*Stated problem 1*.
Answer these questions using the passage on the Fast & Slow pointer approach:
(a) By what other name is the approach known?
(b) What kind of LinkedList is the head given for in the cycle problem?
(c) In the racing comparison, what kind of track are the two racers running on?

*Text passage*.
◆ ◆ ◆ ◆ ◆ ◆ ◆

The Fast & Slow pointer approach, also known as the Hare & Tortoise algorithm, is a pointer algorithm that uses two pointers which move through the array (or sequence/LinkedList) at different speeds. This approach is quite useful when dealing with cyclic LinkedLists or arrays.
By moving at different speeds (say, in a cyclic LinkedList), the algorithm proves that the two pointers are bound to meet. The fast pointer should catch the slow pointer once both the pointers are in a cyclic loop.
One of the famous problems solved using this technique was Finding a cycle in a LinkedList. Let’s jump onto this problem to understand the Fast & Slow pattern.
https://leetcode.com/problems/linked-list-cycle/
Given the head of a Singly LinkedList, write a function to determine if the LinkedList has a cycle in it or not.
Imagine two racers running in a circular racing track. If one racer is faster than the other, the faster racer is bound to catch up and cross the slower racer from behind. We can use this fact to devise an algorithm to determine if a LinkedList has a cycle in it or not.

◆ ◆ ◆ ◆ ◆ ◆ ◆

*Input material*.
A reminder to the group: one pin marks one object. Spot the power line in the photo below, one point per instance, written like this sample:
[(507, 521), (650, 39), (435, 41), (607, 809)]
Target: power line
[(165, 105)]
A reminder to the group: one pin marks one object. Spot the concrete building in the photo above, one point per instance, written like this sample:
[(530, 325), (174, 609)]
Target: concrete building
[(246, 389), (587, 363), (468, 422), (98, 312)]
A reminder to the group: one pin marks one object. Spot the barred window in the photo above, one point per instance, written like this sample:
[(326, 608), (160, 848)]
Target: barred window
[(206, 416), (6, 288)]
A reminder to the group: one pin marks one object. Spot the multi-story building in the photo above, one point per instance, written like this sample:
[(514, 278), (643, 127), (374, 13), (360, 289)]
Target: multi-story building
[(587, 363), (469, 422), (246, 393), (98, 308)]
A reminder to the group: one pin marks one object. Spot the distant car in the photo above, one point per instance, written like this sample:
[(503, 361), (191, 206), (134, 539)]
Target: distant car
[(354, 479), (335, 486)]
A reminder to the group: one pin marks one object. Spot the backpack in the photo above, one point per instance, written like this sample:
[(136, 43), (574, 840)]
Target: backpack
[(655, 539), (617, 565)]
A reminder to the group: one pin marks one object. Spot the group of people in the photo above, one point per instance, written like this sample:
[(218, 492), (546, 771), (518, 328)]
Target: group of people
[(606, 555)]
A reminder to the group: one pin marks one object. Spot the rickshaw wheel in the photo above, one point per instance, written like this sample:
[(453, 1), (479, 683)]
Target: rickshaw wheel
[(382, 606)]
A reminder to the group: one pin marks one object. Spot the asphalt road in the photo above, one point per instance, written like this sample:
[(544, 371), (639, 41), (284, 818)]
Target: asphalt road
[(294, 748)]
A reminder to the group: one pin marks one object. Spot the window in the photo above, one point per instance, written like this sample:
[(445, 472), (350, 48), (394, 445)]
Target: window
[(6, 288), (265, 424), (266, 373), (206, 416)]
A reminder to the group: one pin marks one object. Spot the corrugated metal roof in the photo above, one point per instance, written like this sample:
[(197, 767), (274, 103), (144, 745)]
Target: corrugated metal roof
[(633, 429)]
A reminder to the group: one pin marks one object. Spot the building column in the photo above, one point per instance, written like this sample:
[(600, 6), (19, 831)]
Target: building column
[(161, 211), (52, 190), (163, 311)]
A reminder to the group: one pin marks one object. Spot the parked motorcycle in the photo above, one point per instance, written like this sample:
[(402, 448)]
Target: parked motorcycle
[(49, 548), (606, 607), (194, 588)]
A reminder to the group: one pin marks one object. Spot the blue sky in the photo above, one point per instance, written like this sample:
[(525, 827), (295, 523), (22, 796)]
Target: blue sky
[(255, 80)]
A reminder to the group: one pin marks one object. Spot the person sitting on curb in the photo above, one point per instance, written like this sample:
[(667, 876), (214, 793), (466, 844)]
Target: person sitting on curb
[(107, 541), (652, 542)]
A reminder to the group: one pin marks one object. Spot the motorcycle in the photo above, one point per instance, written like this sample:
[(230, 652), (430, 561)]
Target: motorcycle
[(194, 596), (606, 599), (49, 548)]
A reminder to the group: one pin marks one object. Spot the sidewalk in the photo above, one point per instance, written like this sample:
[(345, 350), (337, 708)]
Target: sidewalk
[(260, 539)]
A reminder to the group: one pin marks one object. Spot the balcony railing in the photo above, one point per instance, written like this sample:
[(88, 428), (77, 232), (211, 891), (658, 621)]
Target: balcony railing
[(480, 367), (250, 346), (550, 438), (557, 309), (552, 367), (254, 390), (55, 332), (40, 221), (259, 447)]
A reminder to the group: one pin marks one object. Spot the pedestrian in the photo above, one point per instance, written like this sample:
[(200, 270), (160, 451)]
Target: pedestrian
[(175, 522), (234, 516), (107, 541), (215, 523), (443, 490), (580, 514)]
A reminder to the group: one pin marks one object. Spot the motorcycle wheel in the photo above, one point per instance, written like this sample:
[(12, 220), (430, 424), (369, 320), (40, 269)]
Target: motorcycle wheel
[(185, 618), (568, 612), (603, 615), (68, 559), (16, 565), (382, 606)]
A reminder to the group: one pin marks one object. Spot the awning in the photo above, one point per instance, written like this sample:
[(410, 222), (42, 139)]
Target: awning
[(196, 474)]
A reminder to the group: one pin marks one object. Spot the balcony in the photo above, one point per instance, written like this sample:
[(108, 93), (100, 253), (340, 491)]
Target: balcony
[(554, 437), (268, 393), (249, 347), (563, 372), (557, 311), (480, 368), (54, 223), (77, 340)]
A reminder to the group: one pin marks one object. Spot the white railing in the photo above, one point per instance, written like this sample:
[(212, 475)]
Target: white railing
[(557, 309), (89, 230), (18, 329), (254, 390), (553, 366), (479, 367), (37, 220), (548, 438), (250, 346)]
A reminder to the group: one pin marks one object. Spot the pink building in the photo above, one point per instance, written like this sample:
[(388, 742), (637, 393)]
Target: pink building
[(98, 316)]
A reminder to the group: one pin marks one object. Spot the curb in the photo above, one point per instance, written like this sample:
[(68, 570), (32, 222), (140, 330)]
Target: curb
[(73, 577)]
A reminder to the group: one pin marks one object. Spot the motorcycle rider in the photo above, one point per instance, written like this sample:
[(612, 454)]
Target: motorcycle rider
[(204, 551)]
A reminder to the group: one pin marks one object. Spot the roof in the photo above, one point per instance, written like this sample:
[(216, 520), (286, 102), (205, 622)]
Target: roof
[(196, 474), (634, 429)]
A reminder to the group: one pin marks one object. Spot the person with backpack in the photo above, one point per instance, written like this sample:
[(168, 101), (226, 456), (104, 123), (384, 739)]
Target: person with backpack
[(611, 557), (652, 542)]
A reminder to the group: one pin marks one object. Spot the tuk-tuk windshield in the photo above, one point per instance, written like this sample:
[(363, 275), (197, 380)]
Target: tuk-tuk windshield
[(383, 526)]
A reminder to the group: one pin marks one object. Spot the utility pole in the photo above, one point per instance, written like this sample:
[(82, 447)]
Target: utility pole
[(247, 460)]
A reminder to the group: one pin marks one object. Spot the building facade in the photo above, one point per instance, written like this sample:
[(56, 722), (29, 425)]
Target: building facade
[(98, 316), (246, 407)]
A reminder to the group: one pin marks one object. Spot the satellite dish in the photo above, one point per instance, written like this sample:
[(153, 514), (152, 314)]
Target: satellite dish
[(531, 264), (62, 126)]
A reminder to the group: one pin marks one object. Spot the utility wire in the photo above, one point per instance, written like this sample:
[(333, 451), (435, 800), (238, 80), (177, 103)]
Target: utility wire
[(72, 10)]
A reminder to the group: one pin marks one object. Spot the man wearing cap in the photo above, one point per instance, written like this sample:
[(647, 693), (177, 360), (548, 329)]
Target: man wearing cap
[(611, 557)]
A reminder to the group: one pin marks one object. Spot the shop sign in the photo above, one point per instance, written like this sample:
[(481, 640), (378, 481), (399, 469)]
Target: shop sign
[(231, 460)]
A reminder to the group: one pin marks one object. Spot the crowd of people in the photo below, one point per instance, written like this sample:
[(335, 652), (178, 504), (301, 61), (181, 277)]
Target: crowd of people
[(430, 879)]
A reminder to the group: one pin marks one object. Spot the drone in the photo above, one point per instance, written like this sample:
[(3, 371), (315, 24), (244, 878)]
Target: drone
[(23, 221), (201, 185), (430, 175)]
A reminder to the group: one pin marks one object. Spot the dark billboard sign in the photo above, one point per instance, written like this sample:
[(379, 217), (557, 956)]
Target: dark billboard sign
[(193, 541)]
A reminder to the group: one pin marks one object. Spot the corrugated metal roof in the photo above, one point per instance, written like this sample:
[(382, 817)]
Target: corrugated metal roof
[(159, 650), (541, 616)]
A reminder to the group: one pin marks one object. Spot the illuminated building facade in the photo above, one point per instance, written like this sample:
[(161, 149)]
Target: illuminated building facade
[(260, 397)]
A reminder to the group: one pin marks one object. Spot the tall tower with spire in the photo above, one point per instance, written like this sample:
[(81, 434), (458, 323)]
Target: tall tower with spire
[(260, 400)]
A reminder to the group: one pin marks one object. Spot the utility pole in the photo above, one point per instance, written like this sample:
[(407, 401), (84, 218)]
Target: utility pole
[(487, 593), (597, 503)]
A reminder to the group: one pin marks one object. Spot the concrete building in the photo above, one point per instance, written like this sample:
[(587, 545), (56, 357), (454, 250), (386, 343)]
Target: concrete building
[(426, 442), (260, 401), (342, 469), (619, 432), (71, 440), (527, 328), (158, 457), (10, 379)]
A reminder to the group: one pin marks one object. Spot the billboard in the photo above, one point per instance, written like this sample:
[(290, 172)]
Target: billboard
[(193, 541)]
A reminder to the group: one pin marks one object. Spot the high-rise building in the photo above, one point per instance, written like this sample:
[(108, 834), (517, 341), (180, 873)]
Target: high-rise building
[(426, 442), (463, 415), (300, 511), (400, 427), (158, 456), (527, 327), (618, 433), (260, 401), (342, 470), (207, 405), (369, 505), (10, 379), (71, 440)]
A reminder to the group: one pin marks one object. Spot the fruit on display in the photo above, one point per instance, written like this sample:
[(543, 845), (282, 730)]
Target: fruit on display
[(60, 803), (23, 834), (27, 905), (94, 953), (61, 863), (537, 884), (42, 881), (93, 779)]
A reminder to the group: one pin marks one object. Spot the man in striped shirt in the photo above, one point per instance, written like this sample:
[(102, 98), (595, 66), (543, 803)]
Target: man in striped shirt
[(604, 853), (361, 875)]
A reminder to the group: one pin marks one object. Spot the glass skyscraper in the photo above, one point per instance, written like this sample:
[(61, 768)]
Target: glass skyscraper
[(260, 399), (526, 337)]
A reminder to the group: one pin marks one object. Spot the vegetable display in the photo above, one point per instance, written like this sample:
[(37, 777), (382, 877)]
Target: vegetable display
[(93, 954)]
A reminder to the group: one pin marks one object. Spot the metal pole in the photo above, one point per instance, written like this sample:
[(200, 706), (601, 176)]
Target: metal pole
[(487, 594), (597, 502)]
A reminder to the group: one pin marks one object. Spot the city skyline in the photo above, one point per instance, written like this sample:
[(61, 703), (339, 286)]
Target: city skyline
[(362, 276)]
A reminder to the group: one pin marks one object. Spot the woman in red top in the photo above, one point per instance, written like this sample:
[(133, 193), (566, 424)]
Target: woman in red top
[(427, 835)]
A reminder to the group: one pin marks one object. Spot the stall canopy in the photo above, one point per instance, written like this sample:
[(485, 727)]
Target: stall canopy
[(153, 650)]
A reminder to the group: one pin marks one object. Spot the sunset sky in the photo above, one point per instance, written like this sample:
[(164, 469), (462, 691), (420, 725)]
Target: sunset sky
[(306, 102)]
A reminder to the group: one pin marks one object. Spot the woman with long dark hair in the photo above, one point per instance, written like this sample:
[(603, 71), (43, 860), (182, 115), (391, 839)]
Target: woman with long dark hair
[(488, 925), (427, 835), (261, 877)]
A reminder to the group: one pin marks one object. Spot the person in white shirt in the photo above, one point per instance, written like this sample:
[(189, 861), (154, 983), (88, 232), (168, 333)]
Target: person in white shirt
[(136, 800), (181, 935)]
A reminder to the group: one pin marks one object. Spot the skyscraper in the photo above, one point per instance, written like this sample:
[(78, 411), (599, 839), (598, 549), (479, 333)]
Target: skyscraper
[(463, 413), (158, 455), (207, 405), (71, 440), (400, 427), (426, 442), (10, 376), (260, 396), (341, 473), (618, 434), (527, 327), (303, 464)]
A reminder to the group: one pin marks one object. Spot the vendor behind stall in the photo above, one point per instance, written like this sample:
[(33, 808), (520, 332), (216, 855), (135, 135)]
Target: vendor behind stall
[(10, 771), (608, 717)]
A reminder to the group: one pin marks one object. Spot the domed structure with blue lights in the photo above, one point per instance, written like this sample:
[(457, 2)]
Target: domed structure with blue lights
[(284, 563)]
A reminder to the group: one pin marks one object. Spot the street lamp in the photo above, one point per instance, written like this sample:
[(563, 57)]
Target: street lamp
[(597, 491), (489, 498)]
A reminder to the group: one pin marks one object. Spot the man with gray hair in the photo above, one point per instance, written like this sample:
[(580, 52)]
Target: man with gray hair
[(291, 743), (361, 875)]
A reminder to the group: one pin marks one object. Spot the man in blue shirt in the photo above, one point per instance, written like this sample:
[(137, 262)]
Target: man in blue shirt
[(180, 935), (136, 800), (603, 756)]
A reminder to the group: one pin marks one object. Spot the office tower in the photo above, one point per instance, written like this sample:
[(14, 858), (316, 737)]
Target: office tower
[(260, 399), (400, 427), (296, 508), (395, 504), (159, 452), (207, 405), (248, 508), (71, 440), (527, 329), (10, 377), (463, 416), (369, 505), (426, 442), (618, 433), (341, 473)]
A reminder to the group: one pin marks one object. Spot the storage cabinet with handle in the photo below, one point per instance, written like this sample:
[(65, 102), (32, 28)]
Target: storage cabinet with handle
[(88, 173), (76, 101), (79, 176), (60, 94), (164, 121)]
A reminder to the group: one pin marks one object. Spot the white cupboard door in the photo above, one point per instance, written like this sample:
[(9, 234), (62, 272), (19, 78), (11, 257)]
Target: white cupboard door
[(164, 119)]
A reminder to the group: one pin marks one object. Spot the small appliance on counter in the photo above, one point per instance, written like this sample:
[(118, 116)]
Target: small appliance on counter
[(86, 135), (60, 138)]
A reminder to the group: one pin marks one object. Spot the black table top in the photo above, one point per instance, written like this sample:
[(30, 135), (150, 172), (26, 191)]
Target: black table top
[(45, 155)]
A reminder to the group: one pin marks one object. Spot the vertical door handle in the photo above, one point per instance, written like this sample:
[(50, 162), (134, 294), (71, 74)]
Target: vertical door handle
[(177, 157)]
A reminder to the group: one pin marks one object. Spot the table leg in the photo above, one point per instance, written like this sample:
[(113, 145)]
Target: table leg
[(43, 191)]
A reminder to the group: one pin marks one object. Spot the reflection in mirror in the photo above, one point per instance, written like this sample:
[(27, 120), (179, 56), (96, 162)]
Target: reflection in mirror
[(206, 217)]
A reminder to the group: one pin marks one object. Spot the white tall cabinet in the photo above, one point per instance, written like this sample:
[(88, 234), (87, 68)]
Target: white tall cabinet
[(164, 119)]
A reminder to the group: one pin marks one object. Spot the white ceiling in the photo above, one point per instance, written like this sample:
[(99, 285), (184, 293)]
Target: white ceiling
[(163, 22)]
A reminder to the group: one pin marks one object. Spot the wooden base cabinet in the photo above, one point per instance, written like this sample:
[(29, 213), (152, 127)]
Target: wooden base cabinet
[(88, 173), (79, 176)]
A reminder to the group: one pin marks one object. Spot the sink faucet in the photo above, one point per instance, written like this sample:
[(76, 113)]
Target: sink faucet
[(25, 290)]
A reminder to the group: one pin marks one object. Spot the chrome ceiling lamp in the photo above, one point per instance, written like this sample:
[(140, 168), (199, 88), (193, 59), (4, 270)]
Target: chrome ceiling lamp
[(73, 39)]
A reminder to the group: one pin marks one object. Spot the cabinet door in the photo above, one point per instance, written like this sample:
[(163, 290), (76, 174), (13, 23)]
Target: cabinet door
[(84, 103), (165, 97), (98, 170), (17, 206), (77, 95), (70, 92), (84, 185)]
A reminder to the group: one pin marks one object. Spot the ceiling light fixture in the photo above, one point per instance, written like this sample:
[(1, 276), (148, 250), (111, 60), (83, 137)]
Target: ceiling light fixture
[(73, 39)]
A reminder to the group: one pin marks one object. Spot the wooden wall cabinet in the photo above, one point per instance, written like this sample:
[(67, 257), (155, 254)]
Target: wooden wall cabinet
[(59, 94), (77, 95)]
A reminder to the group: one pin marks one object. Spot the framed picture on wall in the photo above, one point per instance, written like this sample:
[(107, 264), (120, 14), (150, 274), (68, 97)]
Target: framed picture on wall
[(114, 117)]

◆ ◆ ◆ ◆ ◆ ◆ ◆

*Stated problem 2*.
Please copy, character for character, the stretch of the records from their first line through the line that contains "[(382, 606)]".

*Full response 1*.
(a) The Hare & Tortoise algorithm
(b) A Singly LinkedList
(c) A circular racing track

*Full response 2*.
A reminder to the group: one pin marks one object. Spot the power line in the photo below, one point per instance, written like this sample:
[(507, 521), (650, 39), (435, 41), (607, 809)]
Target: power line
[(165, 105)]
A reminder to the group: one pin marks one object. Spot the concrete building in the photo above, one point per instance, written like this sample:
[(530, 325), (174, 609)]
Target: concrete building
[(246, 389), (587, 363), (468, 422), (98, 312)]
A reminder to the group: one pin marks one object. Spot the barred window in the photo above, one point per instance, written like this sample:
[(326, 608), (160, 848)]
Target: barred window
[(206, 416), (6, 288)]
A reminder to the group: one pin marks one object. Spot the multi-story building in the photo above, one point per instance, written like this sample:
[(514, 278), (643, 127), (374, 13), (360, 289)]
Target: multi-story building
[(587, 363), (469, 422), (246, 393), (98, 308)]
A reminder to the group: one pin marks one object. Spot the distant car in the photo above, one point per instance, written like this sample:
[(503, 361), (191, 206), (134, 539)]
Target: distant car
[(354, 479), (335, 486)]
A reminder to the group: one pin marks one object. Spot the backpack in the photo above, one point per instance, written like this sample:
[(136, 43), (574, 840)]
Target: backpack
[(655, 539), (617, 565)]
A reminder to the group: one pin marks one object. Spot the group of people in the photo above, one point per instance, written like this sample:
[(218, 492), (546, 771), (518, 328)]
Target: group of people
[(606, 555)]
A reminder to the group: one pin marks one object. Spot the rickshaw wheel in the photo above, one point per instance, written like this sample:
[(453, 1), (479, 683)]
Target: rickshaw wheel
[(382, 606)]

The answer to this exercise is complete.